What the task requires. Write out, exactly as they appear, only the lines running from the line with "Check that every instance of the car roof" to the final line of the listing; include both.

Stored data.

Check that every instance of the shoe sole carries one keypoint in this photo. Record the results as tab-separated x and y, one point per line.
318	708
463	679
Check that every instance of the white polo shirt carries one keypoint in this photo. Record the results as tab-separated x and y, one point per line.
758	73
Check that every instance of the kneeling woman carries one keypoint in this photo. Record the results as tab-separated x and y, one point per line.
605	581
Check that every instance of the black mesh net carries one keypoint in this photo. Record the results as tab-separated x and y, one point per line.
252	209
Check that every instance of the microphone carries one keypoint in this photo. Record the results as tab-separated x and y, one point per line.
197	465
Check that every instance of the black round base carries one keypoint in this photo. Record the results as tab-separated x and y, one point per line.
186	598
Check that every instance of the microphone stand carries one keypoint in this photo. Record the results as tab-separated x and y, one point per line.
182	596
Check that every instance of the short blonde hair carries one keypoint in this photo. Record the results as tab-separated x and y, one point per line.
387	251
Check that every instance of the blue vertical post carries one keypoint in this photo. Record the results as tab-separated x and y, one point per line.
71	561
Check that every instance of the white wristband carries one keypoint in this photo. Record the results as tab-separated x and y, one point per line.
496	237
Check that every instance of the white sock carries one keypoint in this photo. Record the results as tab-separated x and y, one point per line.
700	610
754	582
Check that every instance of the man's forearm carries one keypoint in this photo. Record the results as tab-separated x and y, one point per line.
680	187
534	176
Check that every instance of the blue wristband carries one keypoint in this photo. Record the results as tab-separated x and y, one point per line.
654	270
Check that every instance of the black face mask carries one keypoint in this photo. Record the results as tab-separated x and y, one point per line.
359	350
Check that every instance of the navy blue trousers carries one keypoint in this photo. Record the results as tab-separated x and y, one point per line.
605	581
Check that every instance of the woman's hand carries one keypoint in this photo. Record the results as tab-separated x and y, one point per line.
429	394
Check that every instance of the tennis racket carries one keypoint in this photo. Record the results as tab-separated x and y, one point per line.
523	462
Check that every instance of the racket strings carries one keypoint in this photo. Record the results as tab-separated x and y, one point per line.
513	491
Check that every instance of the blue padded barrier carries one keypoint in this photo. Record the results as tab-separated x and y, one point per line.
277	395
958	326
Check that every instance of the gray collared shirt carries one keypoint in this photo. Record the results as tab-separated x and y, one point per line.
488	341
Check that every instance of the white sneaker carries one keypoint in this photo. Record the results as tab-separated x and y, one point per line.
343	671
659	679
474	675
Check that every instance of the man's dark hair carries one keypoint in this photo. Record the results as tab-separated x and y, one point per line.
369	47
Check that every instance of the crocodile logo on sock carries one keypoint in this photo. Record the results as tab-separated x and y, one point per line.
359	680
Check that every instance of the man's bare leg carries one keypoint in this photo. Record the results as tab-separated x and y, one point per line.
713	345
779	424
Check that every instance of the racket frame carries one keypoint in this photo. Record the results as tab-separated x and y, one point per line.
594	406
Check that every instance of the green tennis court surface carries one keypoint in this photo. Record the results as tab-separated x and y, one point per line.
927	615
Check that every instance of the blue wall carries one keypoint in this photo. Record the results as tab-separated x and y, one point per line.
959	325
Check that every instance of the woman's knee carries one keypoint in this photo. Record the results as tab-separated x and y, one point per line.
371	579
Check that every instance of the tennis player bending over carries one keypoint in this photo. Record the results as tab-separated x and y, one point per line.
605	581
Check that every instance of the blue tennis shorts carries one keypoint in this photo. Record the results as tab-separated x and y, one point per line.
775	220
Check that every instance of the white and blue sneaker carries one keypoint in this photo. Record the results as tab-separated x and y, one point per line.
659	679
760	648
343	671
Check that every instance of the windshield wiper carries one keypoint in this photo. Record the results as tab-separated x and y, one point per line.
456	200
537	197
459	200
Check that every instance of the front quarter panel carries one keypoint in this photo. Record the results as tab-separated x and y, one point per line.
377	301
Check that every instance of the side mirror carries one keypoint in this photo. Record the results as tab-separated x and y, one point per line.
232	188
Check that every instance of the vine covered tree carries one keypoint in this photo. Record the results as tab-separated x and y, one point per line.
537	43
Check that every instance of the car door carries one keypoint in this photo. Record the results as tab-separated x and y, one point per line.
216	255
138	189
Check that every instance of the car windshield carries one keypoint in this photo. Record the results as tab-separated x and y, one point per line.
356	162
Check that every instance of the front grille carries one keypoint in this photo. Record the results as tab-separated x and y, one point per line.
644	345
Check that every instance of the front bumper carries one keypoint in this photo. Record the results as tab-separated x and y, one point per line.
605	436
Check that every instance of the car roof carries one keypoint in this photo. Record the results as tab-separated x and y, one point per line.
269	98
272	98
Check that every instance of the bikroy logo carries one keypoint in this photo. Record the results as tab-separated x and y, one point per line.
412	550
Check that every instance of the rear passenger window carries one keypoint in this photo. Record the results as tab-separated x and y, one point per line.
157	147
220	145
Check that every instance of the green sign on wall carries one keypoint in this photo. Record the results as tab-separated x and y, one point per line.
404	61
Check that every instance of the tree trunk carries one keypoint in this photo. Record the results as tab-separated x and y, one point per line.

Answer to the task.
Check that every instance of the car roof carries one keypoint in this photo. Record the results as tab-separated x and y, one point per line.
269	98
272	98
Check that every instance of the bikroy logo carries one keypoint in this photo. Record the results as tab-separated x and y, one point per line.
412	550
Check that every instance of the rear passenger window carries one keypoint in this photo. Record the results as tab-separated x and y, one point per line.
157	147
220	145
Check that every instance of the green sign on wall carries one keypoint in this photo. Record the results as tab-separated x and y, one point per line.
404	61
Check that every instance of the tree trunk carries one keypoint in this photo. Record the results as tab-separated x and y, one point per line.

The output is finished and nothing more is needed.